*** Opening of Data provided ***
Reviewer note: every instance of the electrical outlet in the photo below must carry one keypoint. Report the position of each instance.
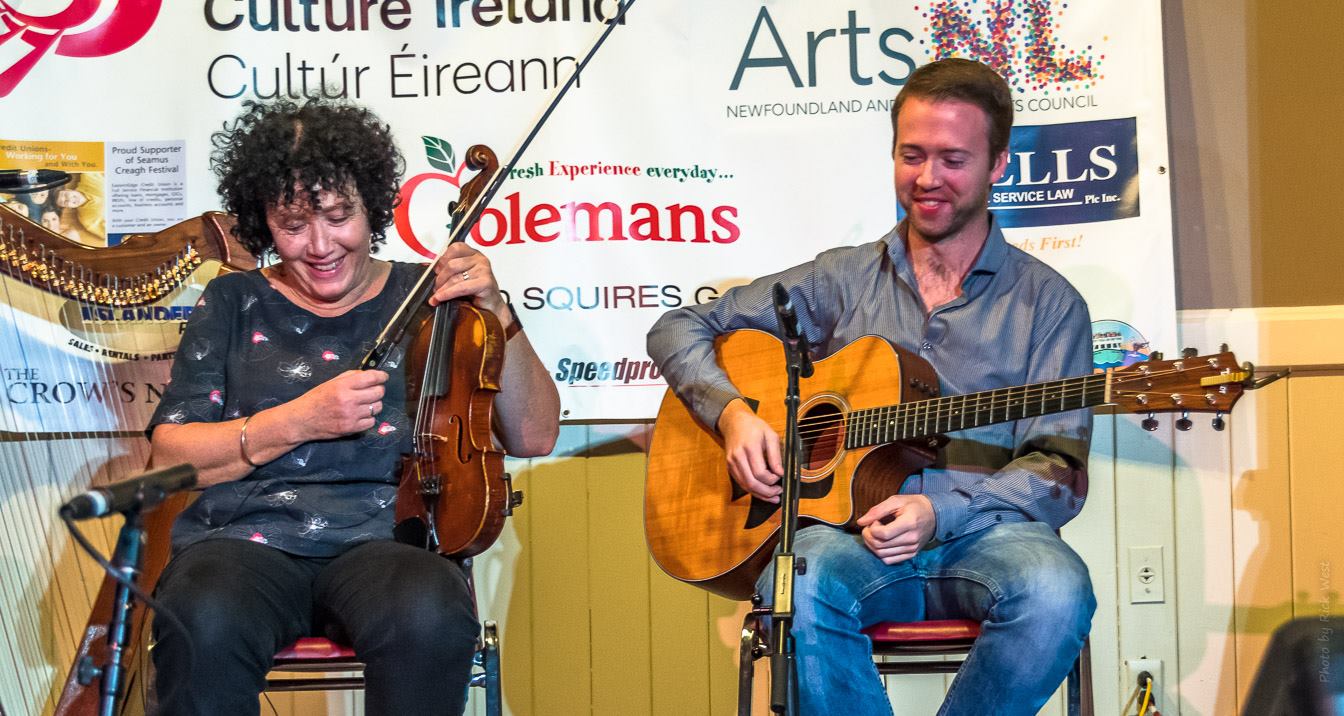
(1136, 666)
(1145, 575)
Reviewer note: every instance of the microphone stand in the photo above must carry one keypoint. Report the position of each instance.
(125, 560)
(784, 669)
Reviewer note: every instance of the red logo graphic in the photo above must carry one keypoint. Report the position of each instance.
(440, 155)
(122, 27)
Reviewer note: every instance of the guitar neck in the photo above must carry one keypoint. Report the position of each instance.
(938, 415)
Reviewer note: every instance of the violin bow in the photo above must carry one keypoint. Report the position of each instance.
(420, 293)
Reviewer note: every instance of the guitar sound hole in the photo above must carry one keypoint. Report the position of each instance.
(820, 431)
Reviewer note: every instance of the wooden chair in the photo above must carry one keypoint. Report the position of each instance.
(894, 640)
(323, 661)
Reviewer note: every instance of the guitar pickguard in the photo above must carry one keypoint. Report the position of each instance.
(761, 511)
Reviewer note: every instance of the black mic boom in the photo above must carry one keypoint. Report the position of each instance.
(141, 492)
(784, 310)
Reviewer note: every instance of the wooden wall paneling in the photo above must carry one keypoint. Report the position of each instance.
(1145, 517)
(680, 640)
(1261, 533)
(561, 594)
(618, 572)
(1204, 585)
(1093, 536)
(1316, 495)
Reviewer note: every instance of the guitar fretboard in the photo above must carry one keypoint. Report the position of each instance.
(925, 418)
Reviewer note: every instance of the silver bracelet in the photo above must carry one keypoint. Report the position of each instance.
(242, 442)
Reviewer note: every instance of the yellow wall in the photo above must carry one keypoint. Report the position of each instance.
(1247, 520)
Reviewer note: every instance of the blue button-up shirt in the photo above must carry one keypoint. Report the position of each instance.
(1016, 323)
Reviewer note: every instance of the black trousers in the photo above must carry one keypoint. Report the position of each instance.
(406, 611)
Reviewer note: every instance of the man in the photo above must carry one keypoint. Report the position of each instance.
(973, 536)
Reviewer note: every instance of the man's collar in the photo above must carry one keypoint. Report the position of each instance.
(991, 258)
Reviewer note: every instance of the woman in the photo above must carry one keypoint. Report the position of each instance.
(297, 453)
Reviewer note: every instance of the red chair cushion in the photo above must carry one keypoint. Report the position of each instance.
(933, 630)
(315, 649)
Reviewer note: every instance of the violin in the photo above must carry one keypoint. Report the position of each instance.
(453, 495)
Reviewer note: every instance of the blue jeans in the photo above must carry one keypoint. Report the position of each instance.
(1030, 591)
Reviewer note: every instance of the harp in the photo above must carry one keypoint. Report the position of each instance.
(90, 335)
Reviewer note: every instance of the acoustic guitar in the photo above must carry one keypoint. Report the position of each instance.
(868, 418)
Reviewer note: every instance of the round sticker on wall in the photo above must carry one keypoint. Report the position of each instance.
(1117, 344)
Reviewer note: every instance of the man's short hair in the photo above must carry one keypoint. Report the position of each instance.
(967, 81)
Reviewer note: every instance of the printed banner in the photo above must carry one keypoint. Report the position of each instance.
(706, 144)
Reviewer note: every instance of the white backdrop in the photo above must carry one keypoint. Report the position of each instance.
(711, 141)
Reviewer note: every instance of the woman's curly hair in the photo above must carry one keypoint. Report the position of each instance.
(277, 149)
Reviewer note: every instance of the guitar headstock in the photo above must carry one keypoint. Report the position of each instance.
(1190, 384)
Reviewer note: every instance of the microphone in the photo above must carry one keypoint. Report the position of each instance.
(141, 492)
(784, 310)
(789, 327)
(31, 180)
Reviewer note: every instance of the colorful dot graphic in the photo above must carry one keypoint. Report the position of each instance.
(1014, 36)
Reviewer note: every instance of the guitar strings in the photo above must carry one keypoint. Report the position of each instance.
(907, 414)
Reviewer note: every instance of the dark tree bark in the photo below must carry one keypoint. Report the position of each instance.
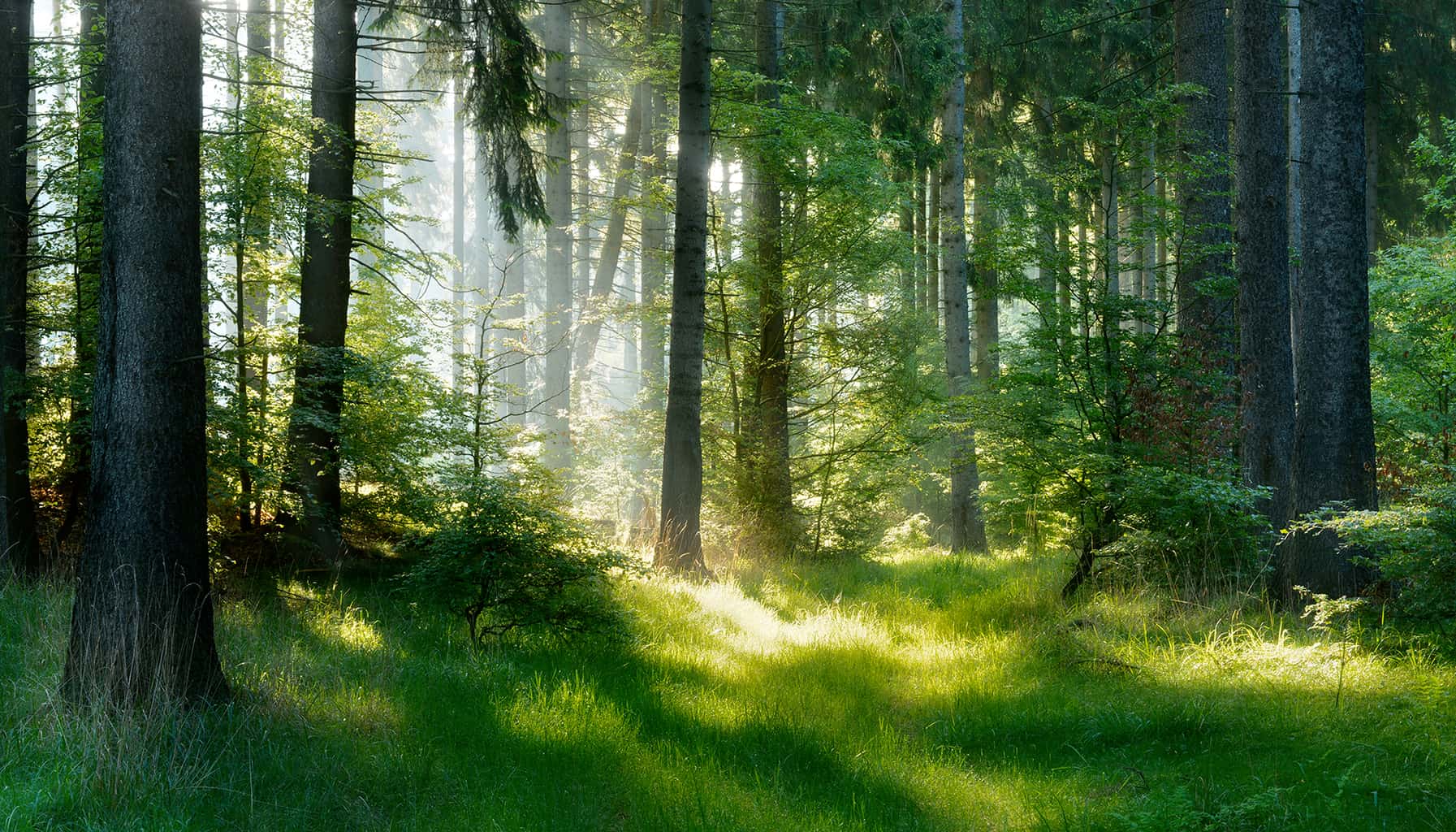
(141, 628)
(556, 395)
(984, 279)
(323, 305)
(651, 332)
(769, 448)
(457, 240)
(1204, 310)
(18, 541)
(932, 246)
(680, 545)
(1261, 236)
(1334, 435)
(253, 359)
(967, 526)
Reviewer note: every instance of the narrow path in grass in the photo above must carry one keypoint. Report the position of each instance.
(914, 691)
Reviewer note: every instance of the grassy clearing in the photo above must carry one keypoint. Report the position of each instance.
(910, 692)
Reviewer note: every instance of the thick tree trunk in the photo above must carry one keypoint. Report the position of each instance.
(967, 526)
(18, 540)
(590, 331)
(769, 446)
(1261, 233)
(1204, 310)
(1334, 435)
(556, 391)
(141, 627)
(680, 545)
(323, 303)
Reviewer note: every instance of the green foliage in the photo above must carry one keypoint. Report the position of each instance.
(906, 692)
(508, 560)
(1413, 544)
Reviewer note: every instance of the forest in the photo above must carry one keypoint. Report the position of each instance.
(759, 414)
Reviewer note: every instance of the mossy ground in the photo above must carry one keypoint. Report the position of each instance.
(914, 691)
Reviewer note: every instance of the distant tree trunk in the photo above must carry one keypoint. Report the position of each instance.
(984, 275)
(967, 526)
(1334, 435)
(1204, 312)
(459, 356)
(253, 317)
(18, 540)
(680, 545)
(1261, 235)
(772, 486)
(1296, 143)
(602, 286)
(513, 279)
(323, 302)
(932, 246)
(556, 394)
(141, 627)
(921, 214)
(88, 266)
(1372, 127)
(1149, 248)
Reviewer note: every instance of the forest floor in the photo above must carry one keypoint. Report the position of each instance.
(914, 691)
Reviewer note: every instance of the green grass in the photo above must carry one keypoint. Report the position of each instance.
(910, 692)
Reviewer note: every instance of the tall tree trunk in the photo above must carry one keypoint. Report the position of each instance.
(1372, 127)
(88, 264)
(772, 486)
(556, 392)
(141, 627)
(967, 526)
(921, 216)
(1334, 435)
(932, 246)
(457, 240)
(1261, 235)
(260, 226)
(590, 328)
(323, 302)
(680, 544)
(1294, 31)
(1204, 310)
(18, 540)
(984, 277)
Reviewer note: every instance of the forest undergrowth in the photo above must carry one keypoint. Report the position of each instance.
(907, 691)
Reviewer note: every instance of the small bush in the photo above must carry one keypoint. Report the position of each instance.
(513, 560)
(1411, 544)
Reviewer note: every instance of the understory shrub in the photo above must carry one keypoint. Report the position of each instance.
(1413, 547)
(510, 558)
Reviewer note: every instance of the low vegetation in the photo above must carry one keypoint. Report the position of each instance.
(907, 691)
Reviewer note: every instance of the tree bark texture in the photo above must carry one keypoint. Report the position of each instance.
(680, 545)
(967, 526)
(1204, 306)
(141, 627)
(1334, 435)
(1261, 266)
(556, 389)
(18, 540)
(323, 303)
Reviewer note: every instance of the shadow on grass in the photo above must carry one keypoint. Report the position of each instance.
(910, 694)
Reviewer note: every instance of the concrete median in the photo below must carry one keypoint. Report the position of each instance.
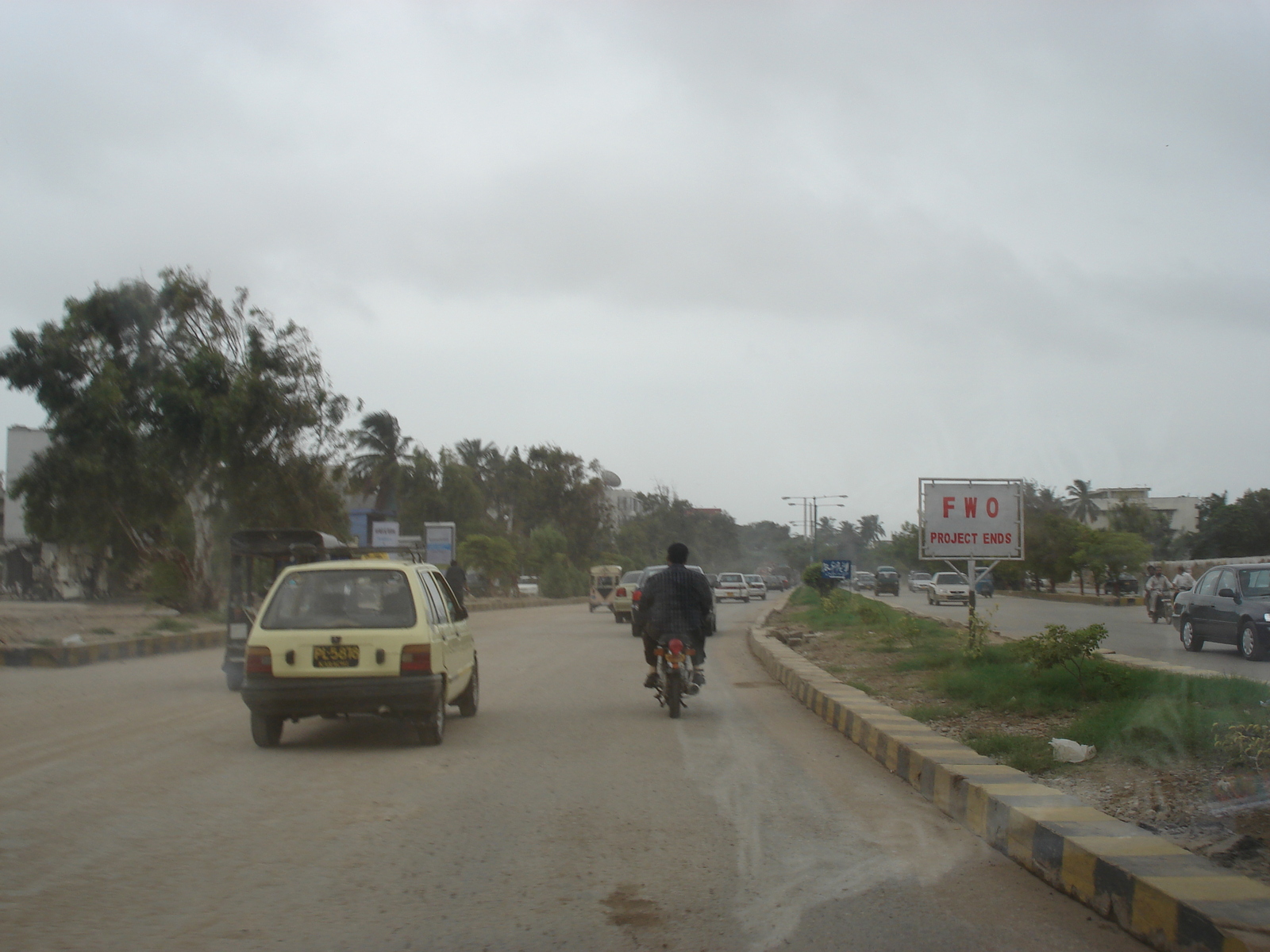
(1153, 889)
*** Close of Data provided ***
- Your objective
Retyped exactly, the lines from the one holding "Reviewer note: every instance of the low" through the last line of the data above are the whole answer. Pictures stay out.

- Answer for the task
Reviewer note: every instance of the low vegetation in the photo above must carry one keypoint. Report the position of each instance.
(907, 691)
Reviewer note: every instance of the tree bark texture in the photo above must carry one keypoint. Report the position of each instance.
(680, 545)
(967, 526)
(1204, 306)
(141, 627)
(1334, 435)
(1261, 266)
(556, 389)
(18, 540)
(323, 303)
Reviewer note: every instance of the shadow on grass in the photo above must carry one keypoint. Report the position of each instance.
(910, 694)
Reviewer note: every instance of the concrete median in the photo below must carry one keypoint. Report the position of each instance.
(1153, 889)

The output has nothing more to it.